_Instructions to follow:_ In the copy, include every entry exactly but none of the images.

[Data listing]
——————————
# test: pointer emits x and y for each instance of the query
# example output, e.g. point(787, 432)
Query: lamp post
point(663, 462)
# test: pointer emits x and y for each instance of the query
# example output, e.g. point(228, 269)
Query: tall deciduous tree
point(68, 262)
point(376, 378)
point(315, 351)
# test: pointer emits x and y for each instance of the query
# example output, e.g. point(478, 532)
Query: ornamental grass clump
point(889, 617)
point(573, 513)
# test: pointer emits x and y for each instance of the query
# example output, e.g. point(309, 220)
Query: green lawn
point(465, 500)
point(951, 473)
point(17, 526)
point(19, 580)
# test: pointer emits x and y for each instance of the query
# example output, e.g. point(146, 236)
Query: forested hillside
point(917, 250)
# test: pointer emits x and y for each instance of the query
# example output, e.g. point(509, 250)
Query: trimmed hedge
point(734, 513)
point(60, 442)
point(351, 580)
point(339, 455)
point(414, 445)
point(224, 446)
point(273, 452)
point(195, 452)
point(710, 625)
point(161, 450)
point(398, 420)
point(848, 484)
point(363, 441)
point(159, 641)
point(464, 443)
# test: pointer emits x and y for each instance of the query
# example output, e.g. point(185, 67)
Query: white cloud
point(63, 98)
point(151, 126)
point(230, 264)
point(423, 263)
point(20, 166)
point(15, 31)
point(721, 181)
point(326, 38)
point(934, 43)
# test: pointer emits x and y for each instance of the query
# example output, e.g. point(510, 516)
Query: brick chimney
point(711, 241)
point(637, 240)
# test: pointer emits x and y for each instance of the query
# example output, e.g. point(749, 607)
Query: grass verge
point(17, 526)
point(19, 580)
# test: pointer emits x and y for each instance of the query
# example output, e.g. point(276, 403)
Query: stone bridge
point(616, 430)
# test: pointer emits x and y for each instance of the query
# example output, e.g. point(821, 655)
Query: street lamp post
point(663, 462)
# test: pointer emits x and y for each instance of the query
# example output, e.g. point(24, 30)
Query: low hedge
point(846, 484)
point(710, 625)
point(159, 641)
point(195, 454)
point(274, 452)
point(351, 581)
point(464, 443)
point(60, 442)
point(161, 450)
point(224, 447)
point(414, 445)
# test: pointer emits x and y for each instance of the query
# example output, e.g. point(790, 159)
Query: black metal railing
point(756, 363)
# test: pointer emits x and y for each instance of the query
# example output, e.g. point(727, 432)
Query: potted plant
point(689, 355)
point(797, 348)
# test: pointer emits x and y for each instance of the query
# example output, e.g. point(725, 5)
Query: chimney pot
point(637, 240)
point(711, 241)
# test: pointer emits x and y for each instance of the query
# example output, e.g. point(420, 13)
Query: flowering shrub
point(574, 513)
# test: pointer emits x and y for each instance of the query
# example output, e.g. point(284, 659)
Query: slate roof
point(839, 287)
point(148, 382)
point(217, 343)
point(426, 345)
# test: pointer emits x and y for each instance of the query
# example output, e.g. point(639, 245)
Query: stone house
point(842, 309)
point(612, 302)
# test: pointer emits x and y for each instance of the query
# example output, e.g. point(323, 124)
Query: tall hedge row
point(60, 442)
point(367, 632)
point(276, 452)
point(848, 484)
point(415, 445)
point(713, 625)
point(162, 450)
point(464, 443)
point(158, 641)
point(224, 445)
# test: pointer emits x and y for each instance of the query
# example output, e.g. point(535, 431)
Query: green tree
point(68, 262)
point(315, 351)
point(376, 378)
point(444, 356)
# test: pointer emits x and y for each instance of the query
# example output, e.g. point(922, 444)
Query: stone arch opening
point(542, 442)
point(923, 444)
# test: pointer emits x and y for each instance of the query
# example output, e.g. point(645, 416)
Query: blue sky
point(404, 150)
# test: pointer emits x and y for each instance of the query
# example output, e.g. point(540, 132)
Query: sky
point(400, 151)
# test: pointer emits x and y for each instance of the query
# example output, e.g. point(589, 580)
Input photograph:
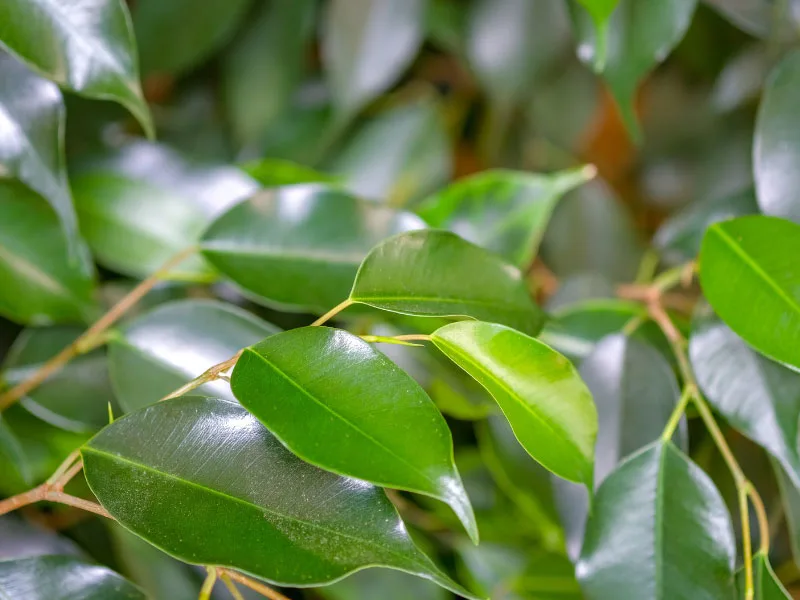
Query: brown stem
point(88, 339)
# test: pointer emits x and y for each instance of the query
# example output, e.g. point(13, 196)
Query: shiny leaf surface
point(430, 273)
point(658, 529)
point(299, 246)
point(750, 276)
point(280, 519)
point(175, 342)
point(538, 390)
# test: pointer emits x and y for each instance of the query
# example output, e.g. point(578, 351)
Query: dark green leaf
——————————
_Result of this exercise:_
# test: pointer emits x and y for each instance of the query
# example output, e.g. point(787, 432)
Query: lamp post
point(663, 462)
# test: pointer emits x and y for each instance of the query
# example output, e.g. point(228, 269)
Query: tall deciduous tree
point(68, 262)
point(376, 378)
point(315, 351)
# test: pointer emits x and y for each instance of the query
# example output, e.g. point(478, 532)
Query: ornamental grass clump
point(889, 617)
point(573, 513)
# test: pointer emits x and y for each instance of the query
# example output, e.g. point(309, 220)
Query: green lawn
point(465, 500)
point(951, 473)
point(17, 526)
point(19, 580)
# test: pointer emits x and y for each instance of the query
# example output, e.g. point(146, 236)
Query: forested hillside
point(917, 250)
# test: pointer emits x and y for each instance of the query
# example output, e.g. point(509, 250)
Query: trimmed hedge
point(734, 513)
point(60, 442)
point(351, 580)
point(339, 455)
point(414, 445)
point(224, 446)
point(273, 452)
point(195, 452)
point(710, 625)
point(161, 450)
point(398, 420)
point(848, 484)
point(363, 441)
point(159, 641)
point(464, 443)
# test: pointer emits x and y for each instance of the query
# example output, e.g. point(185, 67)
Query: white cloud
point(63, 98)
point(151, 126)
point(230, 264)
point(423, 263)
point(20, 166)
point(15, 31)
point(721, 181)
point(326, 38)
point(934, 43)
# test: pointer emits x and y for each instance of the query
# example output, e.g. point(510, 516)
Query: brick chimney
point(711, 241)
point(637, 240)
# test: pointer emits x and y for each instance of the query
# example output, e.g. point(749, 607)
Query: grass verge
point(17, 526)
point(19, 580)
# test: pointer emits x and y for each instance of the query
# example output, e.g. point(276, 403)
Query: stone bridge
point(616, 430)
# test: pointer emits x and y for each instance of the query
# example output, e.g. point(821, 655)
Query: street lamp post
point(663, 462)
# test: pointer emits x and y for each instance of the query
# example output, e.g. point(24, 30)
Query: low hedge
point(846, 484)
point(710, 625)
point(159, 641)
point(195, 454)
point(274, 452)
point(351, 581)
point(464, 443)
point(60, 442)
point(161, 450)
point(224, 447)
point(414, 445)
# test: pointer emits x and y for each instance of the query
# example output, e.g. point(790, 159)
Query: black metal railing
point(756, 363)
# test: pointer emits x and y for each instance of the query
# example output, e.g. point(727, 432)
Query: potted plant
point(689, 355)
point(797, 348)
# test: pointer emits x and y for each instance of the query
# example output, e.g. point(725, 5)
Query: chimney pot
point(637, 240)
point(711, 241)
# test: pointer emits x and y for each instance of the query
# example output, e.g. point(420, 13)
Query: flowering shrub
point(574, 513)
# test: pointer emits x and y for each instance of the query
# example output, e.g. point(284, 659)
Query: slate roof
point(839, 287)
point(148, 382)
point(217, 343)
point(426, 345)
# test: pointer emits x and y for each instance of the query
# example output, e.g. point(639, 245)
Query: stone house
point(842, 309)
point(612, 302)
# test: pointer emits x and y for each instance of the query
# example output, e.g. point(323, 124)
Query: tall hedge row
point(60, 442)
point(367, 632)
point(276, 452)
point(848, 484)
point(415, 445)
point(713, 625)
point(162, 450)
point(464, 443)
point(158, 641)
point(224, 445)
# test: pointer emits x and y for each instance of the query
# example output, e.g. point(535, 431)
Query: green tree
point(68, 262)
point(315, 351)
point(376, 378)
point(444, 356)
# test: pointer emits x and y for each instance of the query
# example output, e.g. point(922, 444)
Query: stone arch opening
point(542, 442)
point(923, 444)
# test: pointer emits x and y for each instance of the query
# example output, e.g. point(645, 416)
Query: blue sky
point(404, 150)
# test: pointer emits x and y for each instance of the query
# example output, e.g. point(540, 132)
Query: sky
point(400, 151)
# test: pointer emits x and y for each instance of the query
# example output, e.g. point(589, 580)
Input photograph:
Query: brown stem
point(88, 339)
# test: pointer emits x and y for each instance of the query
# example output, e.g. point(13, 196)
Query: shiny leaf surface
point(430, 273)
point(658, 529)
point(299, 246)
point(750, 276)
point(280, 519)
point(175, 342)
point(538, 390)
# test: pointer emits x and y for each instance of the query
# example output, e.g. point(578, 351)
Query: dark green leaf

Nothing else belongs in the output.